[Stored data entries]
════════

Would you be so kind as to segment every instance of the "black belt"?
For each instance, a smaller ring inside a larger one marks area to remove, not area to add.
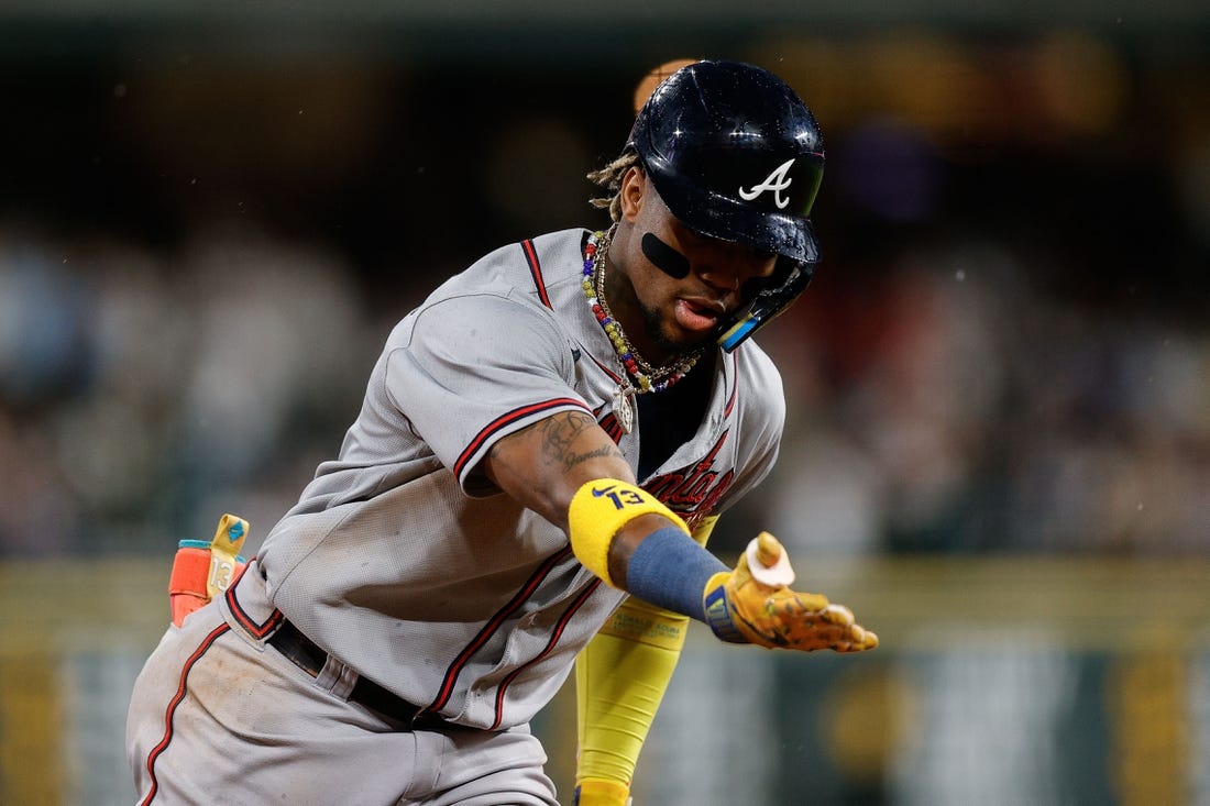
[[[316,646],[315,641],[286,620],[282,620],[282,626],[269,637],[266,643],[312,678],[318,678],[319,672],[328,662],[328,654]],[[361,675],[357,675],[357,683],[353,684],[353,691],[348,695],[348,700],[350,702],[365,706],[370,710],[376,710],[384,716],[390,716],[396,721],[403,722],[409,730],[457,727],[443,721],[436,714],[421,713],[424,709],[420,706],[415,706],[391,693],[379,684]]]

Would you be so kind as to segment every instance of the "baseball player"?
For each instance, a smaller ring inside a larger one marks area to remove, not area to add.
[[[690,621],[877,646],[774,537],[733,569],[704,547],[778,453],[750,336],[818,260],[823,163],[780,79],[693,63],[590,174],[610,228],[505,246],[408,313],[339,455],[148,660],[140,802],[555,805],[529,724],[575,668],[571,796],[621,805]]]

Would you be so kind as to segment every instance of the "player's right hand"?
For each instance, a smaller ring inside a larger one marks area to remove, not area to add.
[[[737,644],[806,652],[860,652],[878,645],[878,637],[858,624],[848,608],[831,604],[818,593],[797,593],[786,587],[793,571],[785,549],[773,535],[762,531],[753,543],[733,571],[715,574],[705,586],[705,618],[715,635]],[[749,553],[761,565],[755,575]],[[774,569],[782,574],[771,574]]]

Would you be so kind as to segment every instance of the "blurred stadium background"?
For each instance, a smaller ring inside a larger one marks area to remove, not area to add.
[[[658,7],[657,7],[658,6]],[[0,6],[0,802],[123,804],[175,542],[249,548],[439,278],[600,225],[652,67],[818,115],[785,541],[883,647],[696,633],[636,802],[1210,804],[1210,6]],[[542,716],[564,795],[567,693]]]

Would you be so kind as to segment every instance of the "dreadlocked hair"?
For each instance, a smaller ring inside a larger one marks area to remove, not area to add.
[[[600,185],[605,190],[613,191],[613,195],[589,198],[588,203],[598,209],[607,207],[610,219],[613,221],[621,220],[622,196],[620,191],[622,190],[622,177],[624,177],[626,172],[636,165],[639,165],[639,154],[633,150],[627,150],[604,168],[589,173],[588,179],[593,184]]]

════════

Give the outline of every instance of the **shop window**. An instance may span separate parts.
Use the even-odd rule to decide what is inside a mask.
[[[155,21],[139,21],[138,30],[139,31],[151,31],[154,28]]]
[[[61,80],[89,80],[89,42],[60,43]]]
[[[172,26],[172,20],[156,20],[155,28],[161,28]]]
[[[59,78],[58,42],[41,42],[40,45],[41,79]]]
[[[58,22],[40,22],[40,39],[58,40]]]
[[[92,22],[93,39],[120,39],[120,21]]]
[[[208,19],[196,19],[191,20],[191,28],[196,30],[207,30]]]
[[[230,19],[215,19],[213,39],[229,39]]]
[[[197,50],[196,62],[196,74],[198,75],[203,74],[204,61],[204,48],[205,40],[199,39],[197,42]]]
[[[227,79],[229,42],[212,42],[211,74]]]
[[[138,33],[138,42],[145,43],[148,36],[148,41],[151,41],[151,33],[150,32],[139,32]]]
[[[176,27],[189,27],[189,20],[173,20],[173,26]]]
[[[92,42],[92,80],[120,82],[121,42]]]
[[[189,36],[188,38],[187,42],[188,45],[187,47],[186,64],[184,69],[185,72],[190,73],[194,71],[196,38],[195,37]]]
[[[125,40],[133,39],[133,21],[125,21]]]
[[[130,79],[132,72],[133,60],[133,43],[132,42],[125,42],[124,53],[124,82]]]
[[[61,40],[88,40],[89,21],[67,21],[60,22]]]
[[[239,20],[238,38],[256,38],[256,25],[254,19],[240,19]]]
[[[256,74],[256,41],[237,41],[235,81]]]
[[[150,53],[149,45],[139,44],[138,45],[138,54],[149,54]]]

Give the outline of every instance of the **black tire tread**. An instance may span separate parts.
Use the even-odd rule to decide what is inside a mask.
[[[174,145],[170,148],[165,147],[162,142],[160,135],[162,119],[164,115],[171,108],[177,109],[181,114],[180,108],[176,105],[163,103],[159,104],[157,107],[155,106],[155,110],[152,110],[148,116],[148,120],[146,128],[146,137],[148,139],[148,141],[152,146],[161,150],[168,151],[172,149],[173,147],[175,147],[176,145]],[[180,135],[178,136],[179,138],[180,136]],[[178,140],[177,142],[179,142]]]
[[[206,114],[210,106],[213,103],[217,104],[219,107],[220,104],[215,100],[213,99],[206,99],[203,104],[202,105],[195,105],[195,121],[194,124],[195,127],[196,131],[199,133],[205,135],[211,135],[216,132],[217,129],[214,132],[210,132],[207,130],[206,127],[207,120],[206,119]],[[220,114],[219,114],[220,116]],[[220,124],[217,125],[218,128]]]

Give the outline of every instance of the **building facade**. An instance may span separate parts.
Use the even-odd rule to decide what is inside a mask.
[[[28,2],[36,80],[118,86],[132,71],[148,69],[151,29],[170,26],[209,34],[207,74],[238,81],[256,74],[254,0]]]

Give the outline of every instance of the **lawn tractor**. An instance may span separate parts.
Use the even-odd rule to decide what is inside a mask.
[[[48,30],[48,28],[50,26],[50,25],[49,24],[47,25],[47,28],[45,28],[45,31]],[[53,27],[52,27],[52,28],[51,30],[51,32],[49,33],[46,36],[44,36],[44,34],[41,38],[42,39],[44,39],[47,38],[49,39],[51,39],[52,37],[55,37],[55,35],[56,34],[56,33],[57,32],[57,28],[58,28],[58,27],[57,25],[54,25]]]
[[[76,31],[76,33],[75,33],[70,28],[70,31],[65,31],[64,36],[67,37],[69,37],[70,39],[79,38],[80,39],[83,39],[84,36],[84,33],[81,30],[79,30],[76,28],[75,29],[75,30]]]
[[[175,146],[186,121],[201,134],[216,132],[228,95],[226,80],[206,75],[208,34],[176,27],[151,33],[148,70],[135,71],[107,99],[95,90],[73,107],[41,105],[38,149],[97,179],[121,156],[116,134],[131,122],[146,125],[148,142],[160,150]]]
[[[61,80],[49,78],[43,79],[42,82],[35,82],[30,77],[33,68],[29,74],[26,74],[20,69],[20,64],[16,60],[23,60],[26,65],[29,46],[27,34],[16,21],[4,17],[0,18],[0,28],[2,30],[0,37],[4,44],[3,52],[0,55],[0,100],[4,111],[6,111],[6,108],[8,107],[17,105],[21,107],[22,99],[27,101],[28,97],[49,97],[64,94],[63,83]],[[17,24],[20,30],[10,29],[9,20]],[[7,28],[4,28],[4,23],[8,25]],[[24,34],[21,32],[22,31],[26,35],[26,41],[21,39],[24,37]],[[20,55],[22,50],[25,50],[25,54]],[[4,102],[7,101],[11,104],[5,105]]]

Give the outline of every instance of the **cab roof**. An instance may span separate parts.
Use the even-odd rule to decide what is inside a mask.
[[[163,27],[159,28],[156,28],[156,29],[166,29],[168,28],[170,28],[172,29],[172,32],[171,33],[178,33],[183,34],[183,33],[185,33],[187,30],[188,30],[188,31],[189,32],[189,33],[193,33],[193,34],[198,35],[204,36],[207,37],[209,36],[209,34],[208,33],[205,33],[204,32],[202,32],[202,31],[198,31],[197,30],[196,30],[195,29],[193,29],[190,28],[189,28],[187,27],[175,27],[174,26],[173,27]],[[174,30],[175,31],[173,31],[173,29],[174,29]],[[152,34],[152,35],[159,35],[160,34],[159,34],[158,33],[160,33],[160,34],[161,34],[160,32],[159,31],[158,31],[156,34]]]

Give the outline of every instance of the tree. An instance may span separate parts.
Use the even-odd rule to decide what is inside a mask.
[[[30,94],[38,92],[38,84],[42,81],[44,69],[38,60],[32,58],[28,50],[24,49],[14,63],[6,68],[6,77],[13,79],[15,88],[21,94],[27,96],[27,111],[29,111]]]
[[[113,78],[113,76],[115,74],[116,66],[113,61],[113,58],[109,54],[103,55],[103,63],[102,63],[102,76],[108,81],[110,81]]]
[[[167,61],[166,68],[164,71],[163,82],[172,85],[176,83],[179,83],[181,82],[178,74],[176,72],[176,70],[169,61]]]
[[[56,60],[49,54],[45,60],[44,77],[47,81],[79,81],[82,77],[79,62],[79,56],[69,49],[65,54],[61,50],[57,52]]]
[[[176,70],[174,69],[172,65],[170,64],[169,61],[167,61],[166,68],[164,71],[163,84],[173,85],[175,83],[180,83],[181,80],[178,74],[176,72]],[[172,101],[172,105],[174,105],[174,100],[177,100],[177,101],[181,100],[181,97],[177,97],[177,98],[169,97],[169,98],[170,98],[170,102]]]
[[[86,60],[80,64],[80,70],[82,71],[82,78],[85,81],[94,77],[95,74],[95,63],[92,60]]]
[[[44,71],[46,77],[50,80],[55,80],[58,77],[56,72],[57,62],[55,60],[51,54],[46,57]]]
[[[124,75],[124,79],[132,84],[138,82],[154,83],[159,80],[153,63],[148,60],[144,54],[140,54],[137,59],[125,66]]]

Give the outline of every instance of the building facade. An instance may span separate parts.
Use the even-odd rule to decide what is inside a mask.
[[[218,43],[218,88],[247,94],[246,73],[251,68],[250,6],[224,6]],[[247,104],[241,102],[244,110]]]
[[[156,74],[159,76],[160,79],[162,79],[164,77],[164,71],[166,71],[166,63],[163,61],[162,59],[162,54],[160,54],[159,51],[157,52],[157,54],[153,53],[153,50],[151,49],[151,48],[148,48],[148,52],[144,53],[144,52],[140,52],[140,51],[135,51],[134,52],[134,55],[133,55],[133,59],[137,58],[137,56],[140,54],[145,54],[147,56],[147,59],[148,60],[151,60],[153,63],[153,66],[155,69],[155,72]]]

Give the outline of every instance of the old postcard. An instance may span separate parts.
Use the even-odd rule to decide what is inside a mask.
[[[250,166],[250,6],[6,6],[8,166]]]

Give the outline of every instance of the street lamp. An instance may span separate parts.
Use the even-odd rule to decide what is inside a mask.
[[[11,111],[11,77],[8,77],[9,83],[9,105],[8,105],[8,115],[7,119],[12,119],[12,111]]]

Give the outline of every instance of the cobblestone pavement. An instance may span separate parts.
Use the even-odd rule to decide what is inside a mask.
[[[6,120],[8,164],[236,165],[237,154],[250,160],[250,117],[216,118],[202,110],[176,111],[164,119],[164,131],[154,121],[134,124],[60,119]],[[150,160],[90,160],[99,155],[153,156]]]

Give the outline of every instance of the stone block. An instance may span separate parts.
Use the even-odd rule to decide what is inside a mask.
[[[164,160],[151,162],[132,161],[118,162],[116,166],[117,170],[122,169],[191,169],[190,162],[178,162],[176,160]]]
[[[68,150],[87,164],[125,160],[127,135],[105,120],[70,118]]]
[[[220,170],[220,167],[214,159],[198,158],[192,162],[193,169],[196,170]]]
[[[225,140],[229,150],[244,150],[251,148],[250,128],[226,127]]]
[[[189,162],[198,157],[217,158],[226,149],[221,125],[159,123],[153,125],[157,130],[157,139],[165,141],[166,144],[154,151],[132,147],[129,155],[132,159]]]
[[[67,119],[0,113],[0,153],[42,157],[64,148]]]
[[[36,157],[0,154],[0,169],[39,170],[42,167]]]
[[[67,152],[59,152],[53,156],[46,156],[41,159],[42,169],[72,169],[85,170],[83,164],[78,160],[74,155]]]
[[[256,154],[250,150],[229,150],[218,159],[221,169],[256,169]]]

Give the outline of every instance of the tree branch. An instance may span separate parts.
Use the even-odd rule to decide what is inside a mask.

════════

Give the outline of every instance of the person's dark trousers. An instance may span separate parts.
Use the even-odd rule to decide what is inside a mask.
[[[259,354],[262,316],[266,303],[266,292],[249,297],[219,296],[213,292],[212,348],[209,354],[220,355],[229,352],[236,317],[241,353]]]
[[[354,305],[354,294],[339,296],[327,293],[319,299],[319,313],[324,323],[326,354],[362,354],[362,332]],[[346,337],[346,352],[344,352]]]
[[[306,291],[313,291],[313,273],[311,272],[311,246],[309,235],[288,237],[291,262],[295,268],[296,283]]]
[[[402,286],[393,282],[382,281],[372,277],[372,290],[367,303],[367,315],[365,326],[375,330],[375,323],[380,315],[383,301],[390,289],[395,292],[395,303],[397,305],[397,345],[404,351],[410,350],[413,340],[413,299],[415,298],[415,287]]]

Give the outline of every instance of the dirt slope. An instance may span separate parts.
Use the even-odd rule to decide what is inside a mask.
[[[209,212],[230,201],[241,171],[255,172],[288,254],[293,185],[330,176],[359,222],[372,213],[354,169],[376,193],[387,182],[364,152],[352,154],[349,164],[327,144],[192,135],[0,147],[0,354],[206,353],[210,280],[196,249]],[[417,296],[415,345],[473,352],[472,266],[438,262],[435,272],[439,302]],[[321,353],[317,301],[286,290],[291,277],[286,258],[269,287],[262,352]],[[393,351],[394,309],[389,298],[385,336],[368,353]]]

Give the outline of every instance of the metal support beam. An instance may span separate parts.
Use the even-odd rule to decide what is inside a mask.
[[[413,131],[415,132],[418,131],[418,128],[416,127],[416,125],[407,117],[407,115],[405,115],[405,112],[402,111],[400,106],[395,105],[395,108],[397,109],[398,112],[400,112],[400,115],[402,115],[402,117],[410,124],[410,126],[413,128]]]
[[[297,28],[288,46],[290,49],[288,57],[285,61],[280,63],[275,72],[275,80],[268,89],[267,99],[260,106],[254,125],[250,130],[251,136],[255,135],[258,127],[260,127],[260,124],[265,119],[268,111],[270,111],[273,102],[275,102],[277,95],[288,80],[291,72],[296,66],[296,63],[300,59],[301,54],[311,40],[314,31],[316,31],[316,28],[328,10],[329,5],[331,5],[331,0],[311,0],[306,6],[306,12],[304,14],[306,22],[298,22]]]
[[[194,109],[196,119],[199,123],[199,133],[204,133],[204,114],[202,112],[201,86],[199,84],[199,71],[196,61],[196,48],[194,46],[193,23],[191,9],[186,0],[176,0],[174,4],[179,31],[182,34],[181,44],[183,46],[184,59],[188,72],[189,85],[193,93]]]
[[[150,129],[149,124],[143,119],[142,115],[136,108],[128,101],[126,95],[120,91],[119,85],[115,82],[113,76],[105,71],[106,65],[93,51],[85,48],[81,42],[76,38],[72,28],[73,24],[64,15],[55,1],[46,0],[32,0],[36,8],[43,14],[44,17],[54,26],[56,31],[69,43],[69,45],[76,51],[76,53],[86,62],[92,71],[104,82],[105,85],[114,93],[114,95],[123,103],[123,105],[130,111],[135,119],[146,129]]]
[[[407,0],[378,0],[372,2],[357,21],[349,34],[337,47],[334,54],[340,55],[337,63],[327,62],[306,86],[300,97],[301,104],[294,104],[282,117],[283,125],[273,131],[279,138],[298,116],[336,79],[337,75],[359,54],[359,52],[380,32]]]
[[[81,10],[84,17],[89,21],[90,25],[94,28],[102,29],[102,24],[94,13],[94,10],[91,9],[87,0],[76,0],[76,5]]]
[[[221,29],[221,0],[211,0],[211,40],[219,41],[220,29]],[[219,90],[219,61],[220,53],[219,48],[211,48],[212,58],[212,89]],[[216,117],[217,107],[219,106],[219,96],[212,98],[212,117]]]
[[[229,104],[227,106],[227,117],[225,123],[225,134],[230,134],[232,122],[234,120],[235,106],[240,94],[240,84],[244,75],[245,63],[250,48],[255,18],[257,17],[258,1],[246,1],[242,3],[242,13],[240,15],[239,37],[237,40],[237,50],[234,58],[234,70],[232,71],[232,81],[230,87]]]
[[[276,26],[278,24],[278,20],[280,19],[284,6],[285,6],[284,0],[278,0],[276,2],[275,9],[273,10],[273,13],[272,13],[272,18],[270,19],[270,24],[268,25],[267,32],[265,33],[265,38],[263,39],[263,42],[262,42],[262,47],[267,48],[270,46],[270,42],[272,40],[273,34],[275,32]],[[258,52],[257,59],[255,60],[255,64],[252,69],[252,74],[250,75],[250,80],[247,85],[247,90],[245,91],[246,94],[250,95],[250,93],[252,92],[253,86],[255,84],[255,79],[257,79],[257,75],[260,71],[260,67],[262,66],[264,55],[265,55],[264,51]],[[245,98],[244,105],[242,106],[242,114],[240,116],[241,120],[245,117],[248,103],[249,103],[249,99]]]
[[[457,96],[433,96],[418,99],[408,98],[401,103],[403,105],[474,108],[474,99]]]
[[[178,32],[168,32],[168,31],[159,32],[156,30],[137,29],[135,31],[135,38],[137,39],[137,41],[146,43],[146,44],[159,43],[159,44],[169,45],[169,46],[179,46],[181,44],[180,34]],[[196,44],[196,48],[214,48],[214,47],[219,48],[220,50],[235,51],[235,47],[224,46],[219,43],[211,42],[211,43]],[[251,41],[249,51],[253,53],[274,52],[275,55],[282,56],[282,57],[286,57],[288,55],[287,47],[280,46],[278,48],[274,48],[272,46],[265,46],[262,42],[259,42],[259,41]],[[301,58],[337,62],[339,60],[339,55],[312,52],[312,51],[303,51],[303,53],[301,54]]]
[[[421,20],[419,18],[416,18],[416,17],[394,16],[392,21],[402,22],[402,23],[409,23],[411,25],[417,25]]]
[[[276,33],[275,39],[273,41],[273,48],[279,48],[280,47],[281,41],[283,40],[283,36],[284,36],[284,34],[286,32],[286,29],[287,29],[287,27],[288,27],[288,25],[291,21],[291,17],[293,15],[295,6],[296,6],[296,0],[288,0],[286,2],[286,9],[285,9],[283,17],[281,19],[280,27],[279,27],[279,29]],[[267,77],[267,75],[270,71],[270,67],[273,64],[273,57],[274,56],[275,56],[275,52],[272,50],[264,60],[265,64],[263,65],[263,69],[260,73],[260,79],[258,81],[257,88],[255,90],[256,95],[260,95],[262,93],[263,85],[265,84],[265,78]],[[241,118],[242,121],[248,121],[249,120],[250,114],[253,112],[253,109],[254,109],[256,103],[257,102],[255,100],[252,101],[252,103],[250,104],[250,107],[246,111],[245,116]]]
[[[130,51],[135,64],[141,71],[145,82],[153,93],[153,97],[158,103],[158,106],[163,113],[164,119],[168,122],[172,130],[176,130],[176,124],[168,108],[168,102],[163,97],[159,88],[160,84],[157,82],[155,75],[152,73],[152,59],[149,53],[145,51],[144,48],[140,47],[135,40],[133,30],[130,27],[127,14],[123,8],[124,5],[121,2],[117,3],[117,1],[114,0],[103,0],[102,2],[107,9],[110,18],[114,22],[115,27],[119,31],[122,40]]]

════════

* TASK TO COMPLETE: Tally the lines of the records above that contain the string "kind", with case counting. Reply with the number alone.

* OUTPUT BELOW: 5